# Given request
Format every line of the items below as a JSON list of strings, with one string per line and no blank lines.

# Records for the exercise

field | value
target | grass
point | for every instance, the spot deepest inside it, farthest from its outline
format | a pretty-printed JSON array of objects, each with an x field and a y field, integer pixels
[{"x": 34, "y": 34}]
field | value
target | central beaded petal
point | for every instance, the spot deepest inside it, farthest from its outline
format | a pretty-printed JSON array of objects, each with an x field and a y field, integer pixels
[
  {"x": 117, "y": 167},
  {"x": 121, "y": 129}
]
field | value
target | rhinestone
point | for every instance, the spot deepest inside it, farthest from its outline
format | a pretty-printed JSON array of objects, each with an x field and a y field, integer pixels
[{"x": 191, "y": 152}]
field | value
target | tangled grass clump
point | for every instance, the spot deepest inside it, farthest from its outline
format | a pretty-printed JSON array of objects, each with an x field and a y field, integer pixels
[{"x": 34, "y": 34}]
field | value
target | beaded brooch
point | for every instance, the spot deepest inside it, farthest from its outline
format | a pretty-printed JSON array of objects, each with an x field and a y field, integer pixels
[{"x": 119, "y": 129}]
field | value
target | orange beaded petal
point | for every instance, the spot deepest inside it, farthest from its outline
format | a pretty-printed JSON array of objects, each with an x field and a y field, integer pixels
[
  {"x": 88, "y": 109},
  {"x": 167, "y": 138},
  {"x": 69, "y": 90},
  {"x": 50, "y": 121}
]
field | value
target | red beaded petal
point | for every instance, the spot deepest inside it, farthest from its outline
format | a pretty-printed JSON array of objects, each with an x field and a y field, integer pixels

# Exercise solution
[
  "field | value",
  "target | grass",
  "point | for every instance, the spot deepest inside it, farthest from its outline",
  "format | a pretty-printed JSON array of objects, each with an x field and a y field, integer pixels",
  "[{\"x\": 34, \"y\": 34}]",
  "field | value",
  "target | central beaded petal",
  "point | for every instance, the spot deepest inside it, farthest from its outline",
  "format | a pretty-printed JSON array of objects, each with an x field and a y field, integer pixels",
  "[",
  "  {\"x\": 117, \"y\": 167},",
  "  {\"x\": 121, \"y\": 129}",
  "]",
  "field | value",
  "target | rhinestone",
  "point | for every instance, the spot deepest inside it, farthest from its outline",
  "format | a pretty-printed JSON array of objects, each with an x field and a y field, integer pixels",
  "[{\"x\": 191, \"y\": 152}]",
  "field | value",
  "target | tangled grass clump",
  "point | for every instance, the spot deepest inside it, farthest from its outline",
  "format | a pretty-printed JSON array of objects, each with an x field and a y field, integer pixels",
  "[{\"x\": 34, \"y\": 34}]",
  "field | value",
  "target | beaded brooch",
  "point | for every instance, the spot deepest inside it, farthest from its outline",
  "format | a pretty-printed JSON array of objects, each with an x field and a y field, integer pixels",
  "[{\"x\": 119, \"y\": 129}]",
  "field | value",
  "target | orange beaded petal",
  "point | for every instance, the spot deepest inside it, farthest from its outline",
  "format | a pretty-printed JSON array of objects, each with an x field and a y field, integer pixels",
  "[",
  "  {\"x\": 88, \"y\": 109},",
  "  {\"x\": 167, \"y\": 138},",
  "  {\"x\": 69, \"y\": 90},",
  "  {\"x\": 50, \"y\": 121}",
  "]",
  "field | value",
  "target | red beaded petal",
  "point | for every instance, the spot deepest inside it, farthest from its outline",
  "format | a pretty-printed JSON array of objects, each with an x field and a y field, integer pixels"
]